= Supplied text =
══════════
It’s been One Of Those Weeks. The dominant story being the Vegas shooting almost overshadowing the unrelenting liberal attack on God, country, and mom’s apple pie. Conspiracy theories are flying out of Las Vegas like bats out of hell, but as the week wore on it became apparent that not all the theorists are wearing tin foil hats. With more holes in the official police version than the venue below the hotel, a lot of inquiring minds are asking serious questions.
The fake news bias was so bad one poor wounded man couldn’t even stand up in his hospital room to meet his president without drawing the ire of snowflakes from all quarters. Of course the fashion police in NewYork were very concerned about the first lady’s shoes. All this, and the increasing rumor the Michelle Obama is going to come out of the closet, and run for president. Oh, my bad! Bad choice of words.
Of course the democrats want to ban everything from an Uzi to a spit wad now. Thanks to Vegas we all know what a “Bump Stock” is. Until this week I would have thought that was referring to what a farm boy did to a sheep when no one was looking. The NRA fell silent, then came bumping back into the picture on the anti bump stock side. Dems, counting bullets, railed about automatic weapons while most didn’t know the difference between auto and full auto. They reasoned that fewer people would have been killed if the shooter didn’t have the infamous stock. I’d like to remind you that Charles Whitman used a deer rifle, and local people kept his head down with THEIR deer rifles. Makes you wonder what the liberals would consider an acceptable body count to be? Unborn doesn’t seem to bother them
As we go into next week, hopefully we’ll get some clear answers. The FBI, local law enforcement and ATF are on the job, just like they were at 911 and Waco, so I’m confident we’re in good hands. About the only thing good that came out of all this was the North Korean issue got put on the back burner. Back burner? Shucks! They put “Won Hung Lo” on the slow smoker out in the back yard! See y’all on the flip side.
══════════
= Input data =
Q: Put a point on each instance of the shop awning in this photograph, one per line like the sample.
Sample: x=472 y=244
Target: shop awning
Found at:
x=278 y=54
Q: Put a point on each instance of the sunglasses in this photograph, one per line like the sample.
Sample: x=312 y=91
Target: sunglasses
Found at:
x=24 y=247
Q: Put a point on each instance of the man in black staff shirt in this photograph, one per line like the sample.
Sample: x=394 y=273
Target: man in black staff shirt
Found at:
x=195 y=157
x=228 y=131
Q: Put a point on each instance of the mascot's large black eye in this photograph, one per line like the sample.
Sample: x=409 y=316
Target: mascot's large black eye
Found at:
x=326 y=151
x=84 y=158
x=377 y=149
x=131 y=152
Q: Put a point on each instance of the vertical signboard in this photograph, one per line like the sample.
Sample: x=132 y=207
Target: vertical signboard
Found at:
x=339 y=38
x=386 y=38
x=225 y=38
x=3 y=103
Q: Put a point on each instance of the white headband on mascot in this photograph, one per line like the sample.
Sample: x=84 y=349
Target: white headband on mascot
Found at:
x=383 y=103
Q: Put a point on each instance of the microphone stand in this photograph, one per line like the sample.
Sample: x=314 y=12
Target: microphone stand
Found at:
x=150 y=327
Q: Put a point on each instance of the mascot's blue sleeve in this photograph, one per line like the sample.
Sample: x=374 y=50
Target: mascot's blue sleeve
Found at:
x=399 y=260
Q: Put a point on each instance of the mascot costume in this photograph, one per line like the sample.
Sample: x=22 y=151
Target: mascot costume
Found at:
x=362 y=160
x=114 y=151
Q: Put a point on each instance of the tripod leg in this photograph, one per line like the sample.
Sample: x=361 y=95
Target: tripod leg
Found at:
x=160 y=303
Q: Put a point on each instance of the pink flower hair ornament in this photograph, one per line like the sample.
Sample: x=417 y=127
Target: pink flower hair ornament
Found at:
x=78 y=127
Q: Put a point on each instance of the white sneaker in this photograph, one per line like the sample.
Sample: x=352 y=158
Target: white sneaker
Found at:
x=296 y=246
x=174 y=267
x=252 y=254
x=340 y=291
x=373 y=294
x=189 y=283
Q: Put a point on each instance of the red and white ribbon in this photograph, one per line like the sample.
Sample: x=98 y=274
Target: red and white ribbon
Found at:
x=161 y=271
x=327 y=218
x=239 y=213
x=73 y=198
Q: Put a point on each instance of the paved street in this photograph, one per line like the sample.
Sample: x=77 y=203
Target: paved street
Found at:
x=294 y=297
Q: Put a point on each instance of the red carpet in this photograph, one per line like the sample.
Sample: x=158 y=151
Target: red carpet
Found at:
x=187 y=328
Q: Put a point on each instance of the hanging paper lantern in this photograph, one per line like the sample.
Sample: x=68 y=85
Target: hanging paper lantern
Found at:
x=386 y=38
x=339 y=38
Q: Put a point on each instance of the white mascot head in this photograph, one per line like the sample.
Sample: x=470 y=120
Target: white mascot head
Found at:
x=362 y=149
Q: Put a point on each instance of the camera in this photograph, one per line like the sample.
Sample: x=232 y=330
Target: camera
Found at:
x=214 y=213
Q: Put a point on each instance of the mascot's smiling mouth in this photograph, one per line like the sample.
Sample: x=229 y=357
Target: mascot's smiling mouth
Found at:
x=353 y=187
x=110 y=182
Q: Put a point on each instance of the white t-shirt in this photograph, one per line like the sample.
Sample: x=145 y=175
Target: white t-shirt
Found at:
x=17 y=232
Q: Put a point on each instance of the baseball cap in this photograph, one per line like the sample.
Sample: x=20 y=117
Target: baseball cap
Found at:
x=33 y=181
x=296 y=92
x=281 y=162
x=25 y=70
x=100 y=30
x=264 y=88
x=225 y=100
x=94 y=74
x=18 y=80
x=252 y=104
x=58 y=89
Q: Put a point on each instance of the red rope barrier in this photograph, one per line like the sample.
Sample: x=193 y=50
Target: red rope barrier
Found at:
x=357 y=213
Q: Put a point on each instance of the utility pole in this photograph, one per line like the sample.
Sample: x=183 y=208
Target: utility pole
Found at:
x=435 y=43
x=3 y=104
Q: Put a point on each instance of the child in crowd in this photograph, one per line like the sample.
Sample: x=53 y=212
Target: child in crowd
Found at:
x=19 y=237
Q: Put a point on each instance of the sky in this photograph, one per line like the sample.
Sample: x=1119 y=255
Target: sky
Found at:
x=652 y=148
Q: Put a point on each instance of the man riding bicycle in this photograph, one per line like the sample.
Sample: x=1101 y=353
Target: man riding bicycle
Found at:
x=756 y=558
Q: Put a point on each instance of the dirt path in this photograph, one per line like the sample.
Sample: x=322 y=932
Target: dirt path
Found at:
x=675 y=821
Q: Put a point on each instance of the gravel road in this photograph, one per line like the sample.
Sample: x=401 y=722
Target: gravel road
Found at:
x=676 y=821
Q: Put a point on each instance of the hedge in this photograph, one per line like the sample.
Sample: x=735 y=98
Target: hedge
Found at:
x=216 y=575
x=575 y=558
══════════
Recast the paragraph of the commentary that begins "It’s been One Of Those Weeks" as a short bulleted list that keeps its main points.

- The Las Vegas shooting was the week's dominant story. It almost overshadowed what the writer calls an unrelenting liberal attack on God, country, and mom's apple pie.
- Conspiracy theories spread rapidly out of Las Vegas.
- As the week went on, it became clear that not all of the theorists are cranks.
- The official police version has many holes, so many people are asking serious questions.